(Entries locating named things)
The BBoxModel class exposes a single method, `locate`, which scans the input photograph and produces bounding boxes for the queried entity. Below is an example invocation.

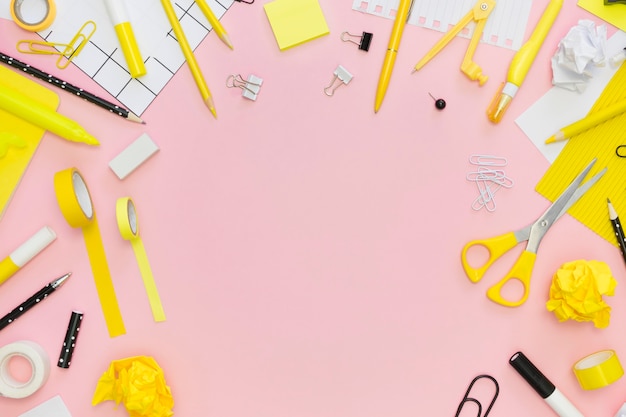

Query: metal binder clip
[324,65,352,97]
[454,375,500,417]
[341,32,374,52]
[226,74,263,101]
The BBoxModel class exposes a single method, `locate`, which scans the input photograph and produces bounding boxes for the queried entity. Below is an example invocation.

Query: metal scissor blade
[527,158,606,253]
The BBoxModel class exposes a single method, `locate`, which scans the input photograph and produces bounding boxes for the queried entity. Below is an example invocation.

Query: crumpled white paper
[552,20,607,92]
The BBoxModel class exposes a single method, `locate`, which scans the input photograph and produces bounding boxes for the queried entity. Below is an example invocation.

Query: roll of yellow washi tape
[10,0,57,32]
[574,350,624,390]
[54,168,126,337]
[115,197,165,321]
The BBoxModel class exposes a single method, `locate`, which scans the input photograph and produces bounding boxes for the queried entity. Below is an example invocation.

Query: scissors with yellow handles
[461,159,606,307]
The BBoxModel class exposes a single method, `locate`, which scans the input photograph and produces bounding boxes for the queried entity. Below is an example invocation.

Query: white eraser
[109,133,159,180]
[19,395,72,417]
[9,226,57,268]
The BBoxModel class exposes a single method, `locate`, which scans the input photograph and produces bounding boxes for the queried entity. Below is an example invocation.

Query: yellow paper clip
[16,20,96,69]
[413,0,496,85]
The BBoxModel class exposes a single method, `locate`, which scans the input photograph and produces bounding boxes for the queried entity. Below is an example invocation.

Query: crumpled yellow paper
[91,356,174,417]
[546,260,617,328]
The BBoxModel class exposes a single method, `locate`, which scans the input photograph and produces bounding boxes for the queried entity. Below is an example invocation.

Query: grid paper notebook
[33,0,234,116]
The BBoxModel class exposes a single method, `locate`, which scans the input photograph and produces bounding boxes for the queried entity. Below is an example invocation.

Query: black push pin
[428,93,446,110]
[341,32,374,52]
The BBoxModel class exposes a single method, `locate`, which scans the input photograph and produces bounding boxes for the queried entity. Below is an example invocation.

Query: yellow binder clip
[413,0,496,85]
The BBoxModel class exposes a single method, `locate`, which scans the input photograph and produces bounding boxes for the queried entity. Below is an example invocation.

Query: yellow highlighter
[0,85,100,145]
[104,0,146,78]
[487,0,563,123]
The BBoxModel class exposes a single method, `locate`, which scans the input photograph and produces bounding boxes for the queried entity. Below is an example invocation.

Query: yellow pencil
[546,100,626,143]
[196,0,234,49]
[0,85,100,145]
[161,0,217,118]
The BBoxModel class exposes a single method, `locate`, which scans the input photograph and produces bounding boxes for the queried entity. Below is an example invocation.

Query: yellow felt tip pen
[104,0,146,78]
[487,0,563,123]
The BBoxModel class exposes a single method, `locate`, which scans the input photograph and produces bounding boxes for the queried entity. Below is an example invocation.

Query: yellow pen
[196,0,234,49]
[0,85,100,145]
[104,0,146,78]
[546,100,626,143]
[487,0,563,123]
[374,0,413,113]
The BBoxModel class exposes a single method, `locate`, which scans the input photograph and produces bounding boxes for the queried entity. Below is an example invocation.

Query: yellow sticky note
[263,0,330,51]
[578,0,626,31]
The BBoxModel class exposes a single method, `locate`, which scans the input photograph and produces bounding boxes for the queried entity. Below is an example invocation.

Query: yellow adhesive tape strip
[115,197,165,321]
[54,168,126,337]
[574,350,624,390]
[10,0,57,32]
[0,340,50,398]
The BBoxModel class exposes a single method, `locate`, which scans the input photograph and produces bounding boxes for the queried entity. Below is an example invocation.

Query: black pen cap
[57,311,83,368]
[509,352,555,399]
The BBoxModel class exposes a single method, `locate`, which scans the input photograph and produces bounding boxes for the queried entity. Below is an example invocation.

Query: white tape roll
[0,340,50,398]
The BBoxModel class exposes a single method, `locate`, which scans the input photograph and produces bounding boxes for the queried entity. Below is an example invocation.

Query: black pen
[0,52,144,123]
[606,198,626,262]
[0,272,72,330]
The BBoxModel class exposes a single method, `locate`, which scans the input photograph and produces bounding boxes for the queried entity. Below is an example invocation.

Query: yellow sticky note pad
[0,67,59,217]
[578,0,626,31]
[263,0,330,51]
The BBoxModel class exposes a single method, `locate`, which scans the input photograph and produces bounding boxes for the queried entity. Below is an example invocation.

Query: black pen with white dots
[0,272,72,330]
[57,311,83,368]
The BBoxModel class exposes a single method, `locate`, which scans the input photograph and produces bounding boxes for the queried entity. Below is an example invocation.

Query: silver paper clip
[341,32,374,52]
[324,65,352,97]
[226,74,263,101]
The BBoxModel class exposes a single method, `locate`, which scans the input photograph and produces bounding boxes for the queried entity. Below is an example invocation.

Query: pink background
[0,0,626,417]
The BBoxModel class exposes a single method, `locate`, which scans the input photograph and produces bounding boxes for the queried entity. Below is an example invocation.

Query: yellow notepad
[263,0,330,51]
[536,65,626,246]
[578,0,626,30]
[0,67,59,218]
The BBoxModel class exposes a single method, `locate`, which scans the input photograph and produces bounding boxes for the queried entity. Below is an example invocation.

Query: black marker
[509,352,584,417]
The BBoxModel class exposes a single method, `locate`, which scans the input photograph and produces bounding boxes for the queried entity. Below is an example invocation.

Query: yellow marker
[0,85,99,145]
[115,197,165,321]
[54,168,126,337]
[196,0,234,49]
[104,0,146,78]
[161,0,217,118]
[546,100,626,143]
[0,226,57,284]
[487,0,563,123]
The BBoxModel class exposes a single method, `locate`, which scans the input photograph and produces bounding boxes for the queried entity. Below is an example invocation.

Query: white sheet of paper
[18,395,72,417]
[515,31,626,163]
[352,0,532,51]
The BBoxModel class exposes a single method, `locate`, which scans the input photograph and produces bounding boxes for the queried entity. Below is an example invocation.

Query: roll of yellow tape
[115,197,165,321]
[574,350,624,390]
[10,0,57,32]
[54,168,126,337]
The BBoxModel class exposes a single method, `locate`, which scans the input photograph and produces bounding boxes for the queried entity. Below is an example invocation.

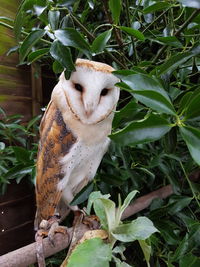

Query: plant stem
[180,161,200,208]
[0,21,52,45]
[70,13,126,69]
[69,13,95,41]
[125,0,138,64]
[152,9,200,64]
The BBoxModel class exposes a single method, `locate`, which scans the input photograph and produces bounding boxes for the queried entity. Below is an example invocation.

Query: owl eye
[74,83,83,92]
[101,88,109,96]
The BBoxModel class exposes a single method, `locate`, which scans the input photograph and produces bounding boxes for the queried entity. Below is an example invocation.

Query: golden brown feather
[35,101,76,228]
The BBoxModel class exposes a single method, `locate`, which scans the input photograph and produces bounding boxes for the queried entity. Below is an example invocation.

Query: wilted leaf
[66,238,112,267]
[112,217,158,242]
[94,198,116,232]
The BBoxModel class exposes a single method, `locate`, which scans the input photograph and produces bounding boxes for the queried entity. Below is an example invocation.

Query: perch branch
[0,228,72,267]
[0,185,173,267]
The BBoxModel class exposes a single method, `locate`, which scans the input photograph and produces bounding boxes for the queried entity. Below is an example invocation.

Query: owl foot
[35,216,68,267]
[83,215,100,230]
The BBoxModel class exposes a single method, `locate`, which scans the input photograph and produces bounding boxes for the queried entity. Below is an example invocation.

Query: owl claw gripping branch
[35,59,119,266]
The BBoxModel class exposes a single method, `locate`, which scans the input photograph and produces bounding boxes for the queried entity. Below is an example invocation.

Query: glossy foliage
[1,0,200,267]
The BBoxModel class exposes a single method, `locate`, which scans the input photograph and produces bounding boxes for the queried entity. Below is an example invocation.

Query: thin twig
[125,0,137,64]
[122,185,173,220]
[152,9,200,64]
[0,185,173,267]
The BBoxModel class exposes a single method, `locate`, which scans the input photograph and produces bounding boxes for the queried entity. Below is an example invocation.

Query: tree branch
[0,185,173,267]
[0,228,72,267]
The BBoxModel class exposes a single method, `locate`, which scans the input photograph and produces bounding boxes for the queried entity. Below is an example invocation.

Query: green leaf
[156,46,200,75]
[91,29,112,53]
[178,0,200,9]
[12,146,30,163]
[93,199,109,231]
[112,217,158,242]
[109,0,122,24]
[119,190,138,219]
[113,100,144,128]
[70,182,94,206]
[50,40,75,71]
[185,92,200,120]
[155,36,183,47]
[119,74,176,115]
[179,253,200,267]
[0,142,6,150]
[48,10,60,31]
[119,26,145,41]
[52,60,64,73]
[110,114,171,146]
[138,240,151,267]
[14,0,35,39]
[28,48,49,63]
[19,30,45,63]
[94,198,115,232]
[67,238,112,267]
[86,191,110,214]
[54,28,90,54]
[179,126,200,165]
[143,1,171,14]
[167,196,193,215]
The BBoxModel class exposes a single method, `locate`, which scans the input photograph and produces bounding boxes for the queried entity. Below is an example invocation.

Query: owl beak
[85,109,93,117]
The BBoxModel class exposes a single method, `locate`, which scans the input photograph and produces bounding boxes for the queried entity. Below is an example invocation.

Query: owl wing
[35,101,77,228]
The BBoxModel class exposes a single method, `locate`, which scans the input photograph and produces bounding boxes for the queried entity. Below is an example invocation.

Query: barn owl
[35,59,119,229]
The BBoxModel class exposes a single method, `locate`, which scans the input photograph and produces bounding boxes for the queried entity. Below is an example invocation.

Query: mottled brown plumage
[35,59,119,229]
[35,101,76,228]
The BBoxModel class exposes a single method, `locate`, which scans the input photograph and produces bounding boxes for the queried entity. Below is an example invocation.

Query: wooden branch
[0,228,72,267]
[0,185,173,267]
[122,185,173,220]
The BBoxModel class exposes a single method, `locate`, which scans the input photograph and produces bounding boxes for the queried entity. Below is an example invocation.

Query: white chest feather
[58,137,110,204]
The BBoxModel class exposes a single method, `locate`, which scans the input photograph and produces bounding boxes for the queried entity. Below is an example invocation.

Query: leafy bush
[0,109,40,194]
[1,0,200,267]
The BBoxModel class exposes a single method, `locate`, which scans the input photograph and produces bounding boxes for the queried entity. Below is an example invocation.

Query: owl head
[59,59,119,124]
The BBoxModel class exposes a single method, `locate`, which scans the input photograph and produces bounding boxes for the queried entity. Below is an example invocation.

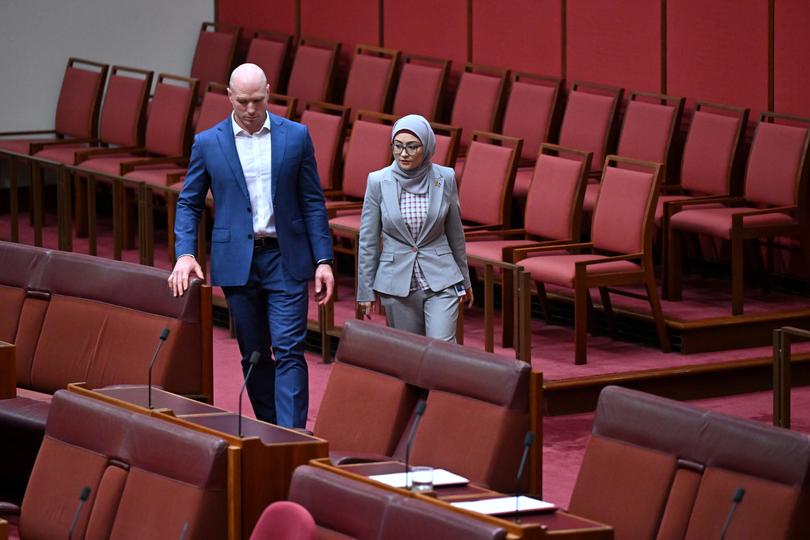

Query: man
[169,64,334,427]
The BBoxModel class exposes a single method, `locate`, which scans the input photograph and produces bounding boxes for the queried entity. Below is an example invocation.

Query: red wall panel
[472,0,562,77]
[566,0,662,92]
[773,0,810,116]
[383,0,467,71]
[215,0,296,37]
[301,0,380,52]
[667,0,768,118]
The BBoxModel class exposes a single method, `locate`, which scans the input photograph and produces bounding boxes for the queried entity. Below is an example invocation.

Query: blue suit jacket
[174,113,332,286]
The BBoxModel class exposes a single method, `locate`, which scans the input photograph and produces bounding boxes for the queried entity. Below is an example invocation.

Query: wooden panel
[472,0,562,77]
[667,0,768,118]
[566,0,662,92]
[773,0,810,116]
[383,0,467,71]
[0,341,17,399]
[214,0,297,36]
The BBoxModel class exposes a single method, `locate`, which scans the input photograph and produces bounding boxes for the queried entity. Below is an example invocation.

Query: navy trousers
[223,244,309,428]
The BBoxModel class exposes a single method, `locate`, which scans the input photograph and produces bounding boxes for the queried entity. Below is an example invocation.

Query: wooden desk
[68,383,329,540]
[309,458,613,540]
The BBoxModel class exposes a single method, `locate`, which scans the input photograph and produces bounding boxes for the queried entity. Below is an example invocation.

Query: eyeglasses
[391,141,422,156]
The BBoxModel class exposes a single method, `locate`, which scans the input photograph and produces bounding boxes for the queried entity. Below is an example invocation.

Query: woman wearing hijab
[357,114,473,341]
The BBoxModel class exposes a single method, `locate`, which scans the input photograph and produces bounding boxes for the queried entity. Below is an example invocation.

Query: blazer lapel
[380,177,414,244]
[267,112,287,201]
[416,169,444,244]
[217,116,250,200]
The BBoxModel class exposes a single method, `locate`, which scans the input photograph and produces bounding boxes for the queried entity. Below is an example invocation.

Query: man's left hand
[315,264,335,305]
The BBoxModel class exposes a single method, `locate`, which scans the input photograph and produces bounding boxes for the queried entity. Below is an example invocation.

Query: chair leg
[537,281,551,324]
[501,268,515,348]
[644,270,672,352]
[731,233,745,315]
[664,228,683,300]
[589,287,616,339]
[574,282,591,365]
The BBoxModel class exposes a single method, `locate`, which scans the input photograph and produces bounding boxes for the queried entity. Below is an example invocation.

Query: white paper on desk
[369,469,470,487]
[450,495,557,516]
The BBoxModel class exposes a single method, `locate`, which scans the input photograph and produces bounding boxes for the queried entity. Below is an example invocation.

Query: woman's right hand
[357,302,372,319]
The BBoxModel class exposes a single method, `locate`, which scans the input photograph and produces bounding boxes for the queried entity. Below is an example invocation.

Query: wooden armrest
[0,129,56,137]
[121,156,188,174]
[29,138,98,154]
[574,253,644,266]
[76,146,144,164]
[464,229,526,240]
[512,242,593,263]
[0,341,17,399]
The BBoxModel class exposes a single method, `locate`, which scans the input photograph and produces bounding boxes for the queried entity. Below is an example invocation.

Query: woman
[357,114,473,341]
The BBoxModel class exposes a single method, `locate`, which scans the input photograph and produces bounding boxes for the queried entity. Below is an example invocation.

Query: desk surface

Job:
Identify every line in the records that contains the string "metal", treating uppercase and lowercase as different. Copy each of those lines.

Completed exercise:
Query: metal binder clip
Query: metal scissor blade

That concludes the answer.